# Opening Computer Share "Access Denied"



## Soby (Apr 13, 2007)

Hey,

It so happens that im using this computer that was accessible to everyone using the normal file and printer sharing.
like

i type this in the run box and press enter on a different computer and it open'd a windows showing my shared folder.

\\192.168.1.104

but after once opening gpedit.msc or mmc in the run box (maybe thats the problem) or perhaps someother thing that i might have done.

I cannont open my sharing on any computer. its like when i type 

\\192.168.1.104

it plain give me the access denied error.. no windows opens.. nothing. the error popup i recieve is,

\\192.168.1.104 is not accessible. You might not have persmission to use this network resource. Contact the administrator of this server to find out if you have permission.

Access Denied.

well i didnt do anything with the permission rights or anything on my computer. it was working fine before. I tried to disable firewall, check if they ping properly rechecked the file and printer sharing in lan properties and firewall but to no avail.
i also tried unchecking simple file sharing from folder options and putting "everyone" one on my security tab besides folder sharing one but still to no avail.

Please help me in this regard.


----------



## johnwill (Sep 26, 2002)

Checklist for networking Windows Machines with TCP/IP
-----------------------------------------------------
- PCs which are not XP must have TCP/IP installed. 
- Each PC must have a unique computer name. 
- Each PC must have a network share defined. 
- ALL NICS must be on the same subnet (e.g. IP 192.168.0.* subnet mask 255.255.255.0).
- XP PCs must have Netbios over TCP/IP enabled (only essential for XP to talk to W9X PCs). 
- MS Client and file & printer sharing must be enabled on each machine.
- All NICs must have their node type = anything except p-node (peer to peer, or point-point). 
* To check, open a command prompt and type IPCONFIG /ALL.
- XP's ICF firewall is permanently disabled. (Only necessary for pre XP SP2).

Stored items:
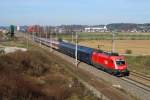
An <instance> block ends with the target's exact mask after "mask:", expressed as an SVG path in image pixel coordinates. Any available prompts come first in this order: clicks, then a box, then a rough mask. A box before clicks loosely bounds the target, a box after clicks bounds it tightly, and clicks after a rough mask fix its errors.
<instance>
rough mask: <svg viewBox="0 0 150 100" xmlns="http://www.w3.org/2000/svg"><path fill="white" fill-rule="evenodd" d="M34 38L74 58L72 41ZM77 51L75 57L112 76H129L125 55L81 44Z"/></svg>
mask: <svg viewBox="0 0 150 100" xmlns="http://www.w3.org/2000/svg"><path fill="white" fill-rule="evenodd" d="M34 40H35V41H36V42H40V43H42V44H44V45H46V46H48V47H52V48H53V49H55V50H57V51H59V52H61V53H63V54H66V55H68V56H71V57H73V58H75V50H76V45H75V44H73V43H69V42H64V41H61V42H59V41H56V40H49V39H45V38H39V37H34ZM77 52H78V53H77V58H78V60H79V61H81V62H84V63H87V64H89V65H92V66H94V67H96V68H98V69H100V70H103V71H105V72H107V73H109V74H111V75H114V76H129V73H130V72H129V70H128V64H127V62H126V61H125V57H124V56H122V55H119V54H118V53H113V52H106V51H103V50H95V49H93V48H90V47H86V46H81V45H78V47H77Z"/></svg>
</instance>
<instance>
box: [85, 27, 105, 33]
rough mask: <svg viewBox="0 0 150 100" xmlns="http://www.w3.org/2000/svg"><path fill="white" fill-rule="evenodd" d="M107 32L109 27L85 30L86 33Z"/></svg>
mask: <svg viewBox="0 0 150 100" xmlns="http://www.w3.org/2000/svg"><path fill="white" fill-rule="evenodd" d="M106 31H107V27H106V26H103V27H88V28H85V32H106Z"/></svg>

:: DIRECTIONS ::
**a)** Translate this sentence from the checklist in the file-sharing thread into Spanish: "Each PC must have a unique computer name."
**b)** In the stored items, copy out the stretch from the line containing "</instance>" through the end of the entries, without changing anything.

:: TASK-BY-TASK OUTPUTS ::
**a)** Cada PC debe tener un nombre de equipo único.

**b)**
</instance>
<instance>
box: [85, 27, 105, 33]
rough mask: <svg viewBox="0 0 150 100" xmlns="http://www.w3.org/2000/svg"><path fill="white" fill-rule="evenodd" d="M107 32L109 27L85 30L86 33Z"/></svg>
mask: <svg viewBox="0 0 150 100" xmlns="http://www.w3.org/2000/svg"><path fill="white" fill-rule="evenodd" d="M106 31H107V27H106V26H103V27H88V28H85V32H106Z"/></svg>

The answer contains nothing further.